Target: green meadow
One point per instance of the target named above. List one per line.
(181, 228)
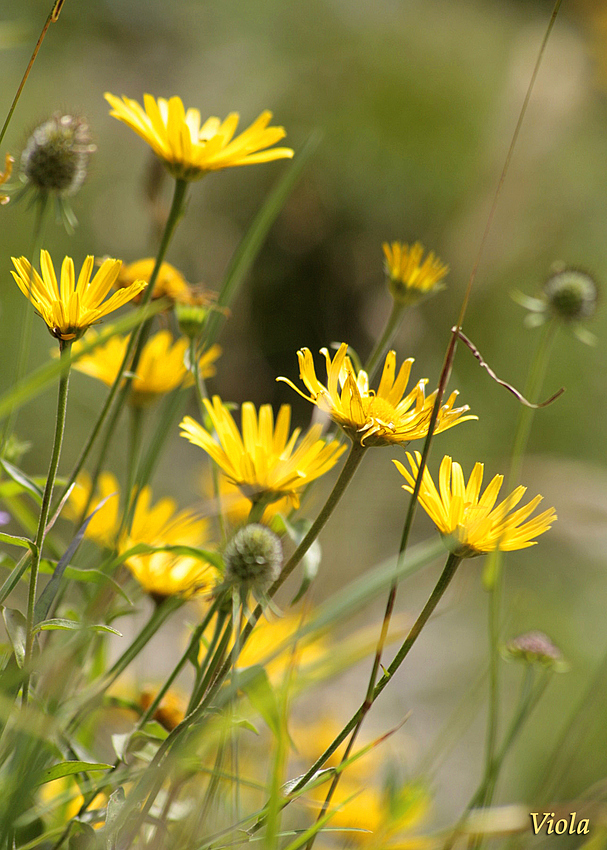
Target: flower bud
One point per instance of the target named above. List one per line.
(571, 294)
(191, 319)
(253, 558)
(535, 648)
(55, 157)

-----

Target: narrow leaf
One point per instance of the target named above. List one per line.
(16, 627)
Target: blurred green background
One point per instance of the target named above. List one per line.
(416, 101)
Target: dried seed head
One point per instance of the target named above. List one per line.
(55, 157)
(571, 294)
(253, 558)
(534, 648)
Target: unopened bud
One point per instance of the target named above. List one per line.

-----

REQUEST >>
Count the rows above that contain the string "green", treating uppercase and lowercase as distinct, and reply with the number alone.

FINAL RESULT >>
2